Quoted text:
☆ ☆ ☆

Last quilt finished – I need to think about the next one. I just went through my batik collections and found a scrap bag (twelve 9″ strips) with “pinks.” Next I browsed the piles of individual batik cuts and came up with many more that could work with those original twelve.
Study In Pink
I still need a few more light pink fabrics – I’ll shop for them tomorrow. I also need to see what I have in daylight to get a better idea about which fabrics blend well and which should be pulled.
What am I thinking about doing with these?
Well, there’s Tula Pink’s “City Sampler” – a quilt constructed from a collection of 100 “sampler” blocks. Here’s one from Pinterest in grey/brown tones:another in a rainbow of colour:
(It’s a popular quilt — there are tons of images to be found), that suggest a way for me to think about my collection of pinks.
Tula Pink’s quilt consists of 100 different blocks – I don’t intend following her directions or making the blocks she suggests, although there are a number there that might get pieced as I go along. My plan is to start creating 6 1/2″ (maybe 7″) blocks, each unique, with the fabrics I have collected above — crosses, rectangles, half-square triangles, flying geese, log cabin, bordered squares… until I accumulate 63 blocks. That will give me a 7 x 9 array which, with borders, will give me a good lap-size quilt.
So, first a quest to find 2-4 more light pink batiks, then begin constructing blocks….
Lots to look forward to.
Here it is – just completed. A tiny bit wider than the original tools organizer but I was reluctant to make it narrower since I wasn’t sure how much width I was going to lose when I added in the zipper sides. Big-ish isn’t a problem, too small would have been.
So you can see the welted zipper opening on the front. What isn’t obvious is my name in the lower right – I chose the wrong colour embroidery thread! Instead of the lime green I should have used a golden orange (up close you can see the name, it just doesn’t hit you in the face).

☆ ☆ ☆

Task instructions:
Write out the part of the quilting post starting at "Study In Pink" and ending at "collection of pinks.", word for word.

Given information:
☆ ☆ ☆

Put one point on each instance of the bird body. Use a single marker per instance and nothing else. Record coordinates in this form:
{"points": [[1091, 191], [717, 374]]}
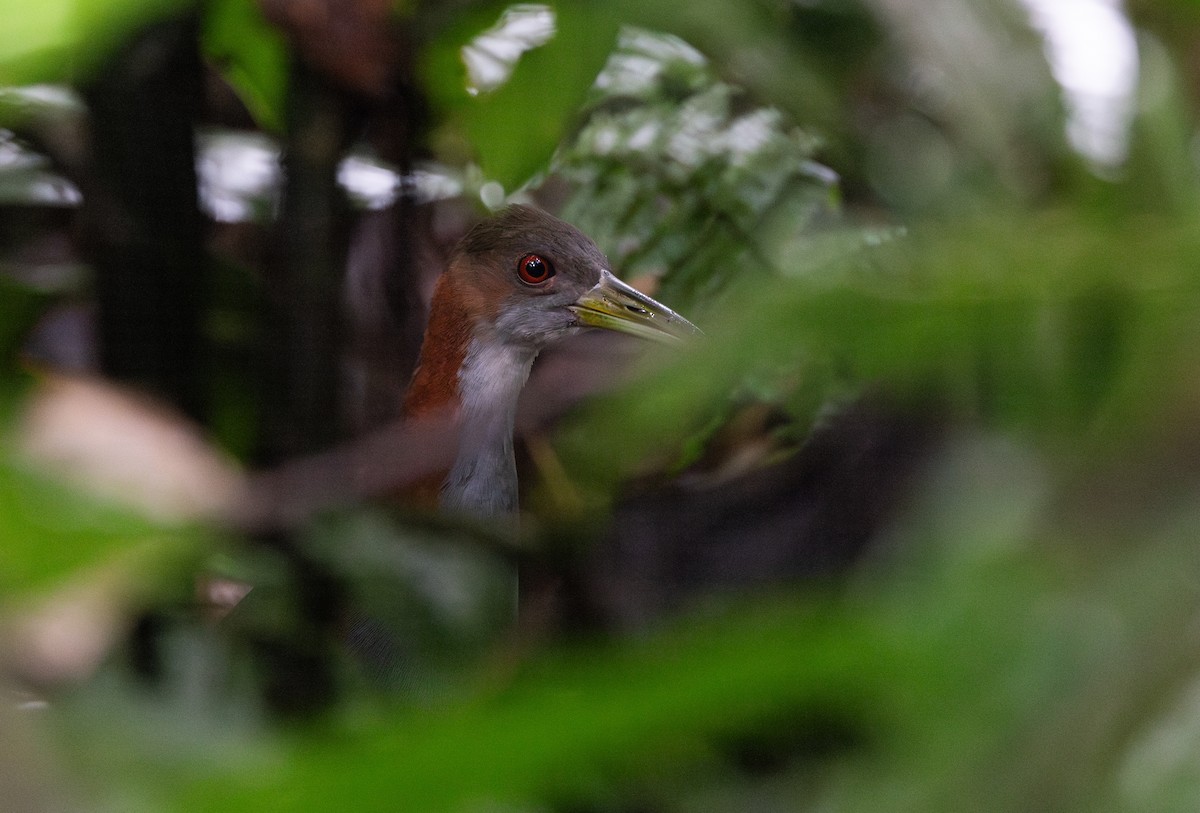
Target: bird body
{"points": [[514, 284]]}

☆ ☆ ☆

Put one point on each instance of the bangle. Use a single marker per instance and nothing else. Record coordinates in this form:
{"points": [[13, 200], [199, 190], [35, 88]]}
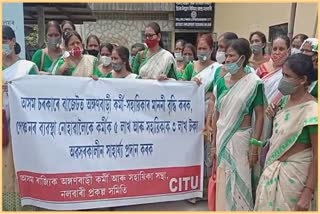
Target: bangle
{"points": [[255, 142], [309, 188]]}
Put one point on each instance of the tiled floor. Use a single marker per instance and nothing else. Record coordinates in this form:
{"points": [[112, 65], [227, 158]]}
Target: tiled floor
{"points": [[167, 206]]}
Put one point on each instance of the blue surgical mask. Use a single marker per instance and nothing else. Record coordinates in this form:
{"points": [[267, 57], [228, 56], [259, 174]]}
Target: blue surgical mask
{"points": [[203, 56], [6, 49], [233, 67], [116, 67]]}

☆ ☆ ☆

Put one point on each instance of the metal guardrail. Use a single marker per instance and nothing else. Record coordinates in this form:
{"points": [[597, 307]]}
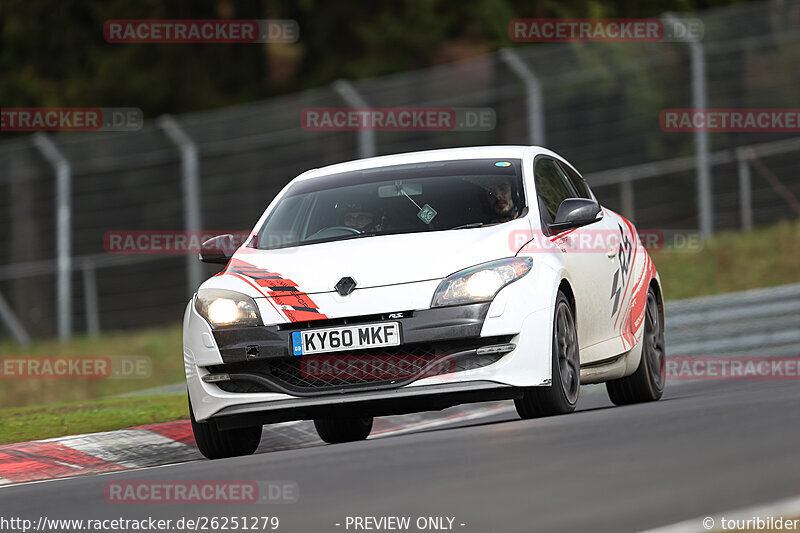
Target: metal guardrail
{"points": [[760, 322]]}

☆ ☆ ☆

Answer in full:
Study In Pink
I still need a few more light pink fabrics – I’ll shop for them tomorrow. I also need to see what I have in daylight to get a better idea about which fabrics blend well and which should be pulled.
What am I thinking about doing with these?
Well, there’s Tula Pink’s “City Sampler” – a quilt constructed from a collection of 100 “sampler” blocks. Here’s one from Pinterest in grey/brown tones:another in a rainbow of colour:
(It’s a popular quilt — there are tons of images to be found), that suggest a way for me to think about my collection of pinks.